>>>>>

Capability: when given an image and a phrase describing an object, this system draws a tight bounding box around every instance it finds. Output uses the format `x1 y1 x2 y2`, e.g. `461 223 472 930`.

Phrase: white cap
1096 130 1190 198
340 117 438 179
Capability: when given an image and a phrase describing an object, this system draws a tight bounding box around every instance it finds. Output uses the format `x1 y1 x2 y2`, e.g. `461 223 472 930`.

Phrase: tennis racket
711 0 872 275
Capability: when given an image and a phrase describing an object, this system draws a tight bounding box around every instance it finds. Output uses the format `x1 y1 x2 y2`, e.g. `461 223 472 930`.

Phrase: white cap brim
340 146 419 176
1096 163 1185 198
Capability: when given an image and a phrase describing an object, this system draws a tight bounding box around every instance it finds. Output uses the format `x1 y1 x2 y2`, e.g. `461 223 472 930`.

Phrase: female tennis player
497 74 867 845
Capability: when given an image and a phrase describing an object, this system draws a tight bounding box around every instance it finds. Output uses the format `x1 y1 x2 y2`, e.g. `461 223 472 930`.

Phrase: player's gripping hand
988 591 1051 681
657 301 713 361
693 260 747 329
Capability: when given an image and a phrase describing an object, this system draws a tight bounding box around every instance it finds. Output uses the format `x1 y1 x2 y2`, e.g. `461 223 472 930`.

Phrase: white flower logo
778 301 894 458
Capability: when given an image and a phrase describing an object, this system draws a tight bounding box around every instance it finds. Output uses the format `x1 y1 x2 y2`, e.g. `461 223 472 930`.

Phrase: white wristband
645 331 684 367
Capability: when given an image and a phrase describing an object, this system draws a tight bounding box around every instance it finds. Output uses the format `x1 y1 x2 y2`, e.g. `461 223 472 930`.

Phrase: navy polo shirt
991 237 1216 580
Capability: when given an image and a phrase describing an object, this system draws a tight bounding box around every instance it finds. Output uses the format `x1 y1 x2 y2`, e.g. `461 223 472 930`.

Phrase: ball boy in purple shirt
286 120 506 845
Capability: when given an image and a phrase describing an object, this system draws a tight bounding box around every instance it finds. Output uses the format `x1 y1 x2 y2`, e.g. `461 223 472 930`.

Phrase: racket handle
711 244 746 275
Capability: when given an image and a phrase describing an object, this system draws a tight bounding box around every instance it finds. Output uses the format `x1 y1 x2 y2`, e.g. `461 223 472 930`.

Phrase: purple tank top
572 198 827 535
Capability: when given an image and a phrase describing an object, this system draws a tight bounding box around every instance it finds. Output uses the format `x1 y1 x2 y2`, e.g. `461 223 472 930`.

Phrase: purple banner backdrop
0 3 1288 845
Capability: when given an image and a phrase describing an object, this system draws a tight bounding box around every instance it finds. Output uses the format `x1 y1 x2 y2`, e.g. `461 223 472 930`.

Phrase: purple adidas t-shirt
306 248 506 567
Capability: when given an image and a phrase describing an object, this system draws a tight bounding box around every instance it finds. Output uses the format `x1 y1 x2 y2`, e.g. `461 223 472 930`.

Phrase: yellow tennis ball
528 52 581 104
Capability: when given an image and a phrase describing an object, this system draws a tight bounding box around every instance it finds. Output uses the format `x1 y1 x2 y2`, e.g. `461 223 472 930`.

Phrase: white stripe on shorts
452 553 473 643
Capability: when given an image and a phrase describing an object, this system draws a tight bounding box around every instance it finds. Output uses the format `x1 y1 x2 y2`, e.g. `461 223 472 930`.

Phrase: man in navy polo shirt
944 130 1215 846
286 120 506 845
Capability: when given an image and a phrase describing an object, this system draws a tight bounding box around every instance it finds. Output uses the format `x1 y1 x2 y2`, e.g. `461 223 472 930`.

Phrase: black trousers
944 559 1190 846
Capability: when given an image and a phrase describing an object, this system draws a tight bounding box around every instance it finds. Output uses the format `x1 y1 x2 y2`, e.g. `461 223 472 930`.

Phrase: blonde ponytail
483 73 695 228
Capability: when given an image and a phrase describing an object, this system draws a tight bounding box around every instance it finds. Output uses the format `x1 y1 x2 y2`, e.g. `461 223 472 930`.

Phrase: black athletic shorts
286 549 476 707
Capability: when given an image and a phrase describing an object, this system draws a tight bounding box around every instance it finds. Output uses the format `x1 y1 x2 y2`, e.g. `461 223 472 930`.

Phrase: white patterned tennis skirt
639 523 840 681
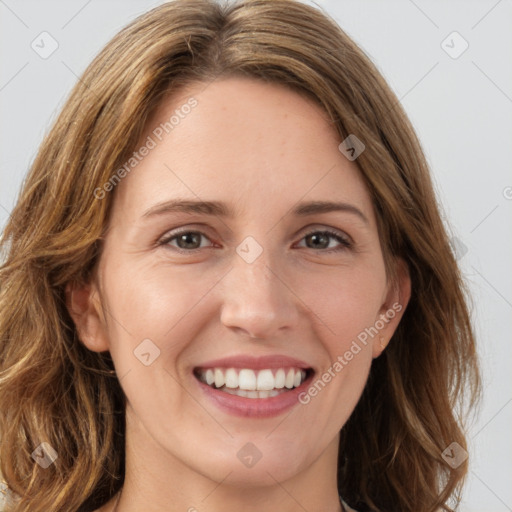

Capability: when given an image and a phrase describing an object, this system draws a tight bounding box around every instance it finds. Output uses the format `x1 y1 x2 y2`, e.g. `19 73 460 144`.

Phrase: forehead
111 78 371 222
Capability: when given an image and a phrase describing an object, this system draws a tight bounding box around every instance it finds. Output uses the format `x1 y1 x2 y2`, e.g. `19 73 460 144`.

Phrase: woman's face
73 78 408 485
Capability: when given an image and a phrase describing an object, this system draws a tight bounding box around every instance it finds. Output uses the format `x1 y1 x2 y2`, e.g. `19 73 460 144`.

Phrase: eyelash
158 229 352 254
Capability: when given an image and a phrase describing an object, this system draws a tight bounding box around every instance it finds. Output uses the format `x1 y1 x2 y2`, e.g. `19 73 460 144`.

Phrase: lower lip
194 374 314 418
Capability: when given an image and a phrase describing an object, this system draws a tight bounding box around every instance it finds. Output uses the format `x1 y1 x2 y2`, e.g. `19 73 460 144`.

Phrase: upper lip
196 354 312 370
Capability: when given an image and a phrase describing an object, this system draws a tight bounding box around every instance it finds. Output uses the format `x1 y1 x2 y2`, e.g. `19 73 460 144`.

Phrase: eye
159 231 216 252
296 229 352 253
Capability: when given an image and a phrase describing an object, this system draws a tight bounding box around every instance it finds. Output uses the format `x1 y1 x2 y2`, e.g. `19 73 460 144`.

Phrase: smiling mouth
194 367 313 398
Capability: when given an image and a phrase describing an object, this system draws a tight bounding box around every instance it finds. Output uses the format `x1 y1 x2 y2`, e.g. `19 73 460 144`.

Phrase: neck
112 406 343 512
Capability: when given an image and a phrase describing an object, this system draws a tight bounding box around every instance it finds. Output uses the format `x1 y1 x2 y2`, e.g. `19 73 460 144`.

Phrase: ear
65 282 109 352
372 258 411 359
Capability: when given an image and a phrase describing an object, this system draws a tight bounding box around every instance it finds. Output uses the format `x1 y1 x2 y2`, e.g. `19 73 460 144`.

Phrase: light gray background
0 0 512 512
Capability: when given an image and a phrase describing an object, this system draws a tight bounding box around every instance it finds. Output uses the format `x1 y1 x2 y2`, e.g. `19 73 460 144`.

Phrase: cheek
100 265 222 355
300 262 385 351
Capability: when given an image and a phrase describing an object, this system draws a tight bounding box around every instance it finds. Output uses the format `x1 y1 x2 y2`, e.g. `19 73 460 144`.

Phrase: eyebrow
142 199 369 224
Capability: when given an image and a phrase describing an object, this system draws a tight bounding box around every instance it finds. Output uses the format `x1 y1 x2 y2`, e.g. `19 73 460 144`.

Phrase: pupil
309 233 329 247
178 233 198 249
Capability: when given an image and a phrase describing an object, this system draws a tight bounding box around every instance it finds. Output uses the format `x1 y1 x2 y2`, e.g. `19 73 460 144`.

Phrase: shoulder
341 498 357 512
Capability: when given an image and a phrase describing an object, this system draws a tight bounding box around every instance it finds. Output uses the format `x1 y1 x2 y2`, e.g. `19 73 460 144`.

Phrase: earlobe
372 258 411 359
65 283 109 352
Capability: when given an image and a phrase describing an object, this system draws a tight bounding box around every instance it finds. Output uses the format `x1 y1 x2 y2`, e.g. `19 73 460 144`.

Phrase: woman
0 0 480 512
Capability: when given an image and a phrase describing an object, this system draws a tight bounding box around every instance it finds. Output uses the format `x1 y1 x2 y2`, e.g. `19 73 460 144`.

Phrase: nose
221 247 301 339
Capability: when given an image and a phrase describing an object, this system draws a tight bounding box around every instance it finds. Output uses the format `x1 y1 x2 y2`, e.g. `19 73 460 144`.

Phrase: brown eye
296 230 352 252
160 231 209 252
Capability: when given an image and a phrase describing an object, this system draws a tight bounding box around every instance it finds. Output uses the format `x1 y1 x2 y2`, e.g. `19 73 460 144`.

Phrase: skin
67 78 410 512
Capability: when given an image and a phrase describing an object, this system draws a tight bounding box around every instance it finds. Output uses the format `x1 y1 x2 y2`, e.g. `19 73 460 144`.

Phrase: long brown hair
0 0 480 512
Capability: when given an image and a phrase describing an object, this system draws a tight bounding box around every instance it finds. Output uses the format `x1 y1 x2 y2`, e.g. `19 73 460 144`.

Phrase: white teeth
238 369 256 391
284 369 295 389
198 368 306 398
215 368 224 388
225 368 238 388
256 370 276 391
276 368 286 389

<<<<<

TASK DETAILS
Starting at the first line of the entries and stopping after the line that contains "645 331 684 367", lay out those lines as a JSON list of strings with one string per line, leaving out blank lines.

EXPECTED ANSWER
[
  "Capability: when given an image and a phrase describing an object, this system draws a tight bounding box around every instance it finds. Output uses the format `x1 y1 x2 y2`, e.g. `461 223 472 930`.",
  "Phrase: white cap",
  "1096 130 1190 198",
  "340 117 438 179",
  "Capability: when given an image and a phrase describing an object, this system draws a tight bounding box around every instance it finds. Output uses the format `x1 y1 x2 y2`, e.g. `461 223 472 930`.",
  "Phrase: tennis racket",
  "711 0 872 275",
  "Capability: when given an image and a phrase describing an object, this system draws a tight bounding box around every instance it finds. Output uses the format `x1 y1 x2 y2`, e.g. `461 223 472 930`.",
  "Phrase: white cap brim",
  "340 146 419 176",
  "1096 163 1185 198",
  "Capability: when given an image and a phrase describing an object, this system draws a tight bounding box around every instance it finds. Output uses the format `x1 y1 x2 y2`, e.g. `461 223 472 930`.",
  "Phrase: female tennis player",
  "497 74 867 845",
  "Capability: when given an image and a phrase describing an object, this system draws a tight bounding box around every instance it finds. Output uses the format `x1 y1 x2 y2`, e.g. `461 223 472 930`.",
  "Phrase: player's gripping hand",
  "988 591 1051 681",
  "657 301 713 361",
  "693 260 747 329",
  "Capability: when given an image and a phrase describing an object, this system draws a tight bounding box around every instance it finds. Output uses the format `x1 y1 x2 y2`, e.g. `461 223 472 930`.",
  "Phrase: white flower logo",
  "778 301 894 458",
  "Capability: when given an image and a phrase describing an object, this system draws a tight bounding box around every instance it finds. Output uses the format `x1 y1 x2 y2`, e.g. `461 223 472 930`.",
  "Phrase: white wristband",
  "645 331 684 367"
]